[Records supplied]:
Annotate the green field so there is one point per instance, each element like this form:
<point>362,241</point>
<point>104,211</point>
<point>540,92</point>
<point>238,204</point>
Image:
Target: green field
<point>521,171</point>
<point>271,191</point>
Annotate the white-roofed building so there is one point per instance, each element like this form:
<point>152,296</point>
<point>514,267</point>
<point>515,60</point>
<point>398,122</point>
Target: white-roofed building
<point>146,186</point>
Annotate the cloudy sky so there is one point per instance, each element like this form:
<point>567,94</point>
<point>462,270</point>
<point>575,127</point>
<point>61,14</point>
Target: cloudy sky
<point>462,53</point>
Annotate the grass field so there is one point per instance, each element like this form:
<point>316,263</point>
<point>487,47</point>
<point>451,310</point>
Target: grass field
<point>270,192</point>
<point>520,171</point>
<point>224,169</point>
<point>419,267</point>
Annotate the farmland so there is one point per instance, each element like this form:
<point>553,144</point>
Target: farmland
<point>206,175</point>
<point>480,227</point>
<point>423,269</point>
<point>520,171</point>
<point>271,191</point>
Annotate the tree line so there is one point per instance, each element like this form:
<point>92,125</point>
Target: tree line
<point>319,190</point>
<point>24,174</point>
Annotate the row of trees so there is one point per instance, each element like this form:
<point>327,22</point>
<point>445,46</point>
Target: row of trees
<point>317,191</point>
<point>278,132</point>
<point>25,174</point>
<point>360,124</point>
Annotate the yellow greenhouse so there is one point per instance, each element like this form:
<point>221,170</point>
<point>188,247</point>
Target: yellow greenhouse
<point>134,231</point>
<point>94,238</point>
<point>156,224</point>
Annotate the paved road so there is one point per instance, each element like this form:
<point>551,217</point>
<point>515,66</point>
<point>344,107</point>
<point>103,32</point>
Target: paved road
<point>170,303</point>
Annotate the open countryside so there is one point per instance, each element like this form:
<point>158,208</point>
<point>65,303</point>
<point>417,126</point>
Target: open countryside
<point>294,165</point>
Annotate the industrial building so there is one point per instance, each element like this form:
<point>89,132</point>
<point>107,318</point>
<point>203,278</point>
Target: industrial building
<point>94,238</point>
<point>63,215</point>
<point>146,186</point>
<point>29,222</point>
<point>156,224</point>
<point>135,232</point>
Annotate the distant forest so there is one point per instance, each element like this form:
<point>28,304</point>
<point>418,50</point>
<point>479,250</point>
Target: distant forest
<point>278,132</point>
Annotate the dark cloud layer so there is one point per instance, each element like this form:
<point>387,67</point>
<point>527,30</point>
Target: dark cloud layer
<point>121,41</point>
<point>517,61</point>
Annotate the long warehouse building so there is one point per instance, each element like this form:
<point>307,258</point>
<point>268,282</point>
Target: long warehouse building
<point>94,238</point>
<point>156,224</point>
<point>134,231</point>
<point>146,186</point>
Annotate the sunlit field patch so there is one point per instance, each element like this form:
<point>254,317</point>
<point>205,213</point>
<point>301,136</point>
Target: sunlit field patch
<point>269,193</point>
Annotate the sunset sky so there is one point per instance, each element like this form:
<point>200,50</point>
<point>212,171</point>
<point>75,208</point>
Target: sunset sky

[Exercise goal]: Extract every line of the material verbatim, in its original order and with nothing altered.

[Answer to the problem]:
Annotate the green field so there is one point per instance, each element like this form:
<point>362,241</point>
<point>104,211</point>
<point>540,92</point>
<point>238,204</point>
Image:
Target: green field
<point>521,171</point>
<point>271,191</point>
Annotate the white-roofed building so there is one point per instance, each element like this form:
<point>152,296</point>
<point>514,267</point>
<point>515,60</point>
<point>398,122</point>
Target: white-roofed building
<point>146,186</point>
Annotate the cloudy sky so there is one point per instance, each element like this form:
<point>567,94</point>
<point>462,270</point>
<point>575,127</point>
<point>61,14</point>
Target: cloudy sky
<point>462,53</point>
Annotate the grass field so there is one point per instance, each element like this form:
<point>316,263</point>
<point>487,47</point>
<point>451,310</point>
Target: grass field
<point>270,192</point>
<point>520,171</point>
<point>224,169</point>
<point>419,267</point>
Annotate the farmland so there is one point per instance, each element like this form:
<point>553,144</point>
Target: farmland
<point>206,175</point>
<point>480,227</point>
<point>423,269</point>
<point>520,171</point>
<point>271,191</point>
Annotate the tree line so there is one point per instance, each element like this form:
<point>92,125</point>
Target: tree line
<point>319,190</point>
<point>24,174</point>
Annotate the row of trees so there is one point per instance, each element like this form:
<point>327,22</point>
<point>445,46</point>
Target: row of trees
<point>317,191</point>
<point>278,132</point>
<point>25,174</point>
<point>360,124</point>
Annotate the yellow greenhouse so there is one point per instance, each element like this form:
<point>221,170</point>
<point>188,247</point>
Target: yellow greenhouse
<point>134,231</point>
<point>94,238</point>
<point>156,224</point>
Annotate the paved road so there is one point per instance, each element like this form:
<point>551,217</point>
<point>515,66</point>
<point>344,107</point>
<point>103,32</point>
Target: paved road
<point>170,303</point>
Annotate the open countryside so there is one point per instance, each element like this form:
<point>158,208</point>
<point>65,303</point>
<point>417,126</point>
Target: open countryside
<point>294,165</point>
Annotate the industrial building so there is one point per instance, each element like this form:
<point>89,132</point>
<point>107,318</point>
<point>203,278</point>
Target: industrial building
<point>94,238</point>
<point>63,215</point>
<point>146,186</point>
<point>29,222</point>
<point>156,224</point>
<point>135,232</point>
Annotate the distant forest so there is one point per instance, each element like this form:
<point>28,304</point>
<point>418,50</point>
<point>479,250</point>
Target: distant forest
<point>278,132</point>
Annotate the dark cloud layer so there is one point per instance, each element like this form:
<point>387,67</point>
<point>527,30</point>
Target: dark cloud layer
<point>121,41</point>
<point>517,61</point>
Annotate the long warehouse building so there is one point per instance, each element like this form:
<point>307,258</point>
<point>268,282</point>
Target: long warehouse building
<point>94,238</point>
<point>156,224</point>
<point>134,231</point>
<point>146,186</point>
Annotate the sunlit field patch so there is one point per instance, each element like this form:
<point>254,317</point>
<point>205,213</point>
<point>301,136</point>
Target: sunlit field patch
<point>269,193</point>
Annotate the sunset sky so there is one point per instance, each element like this form:
<point>200,50</point>
<point>212,171</point>
<point>75,208</point>
Target: sunset sky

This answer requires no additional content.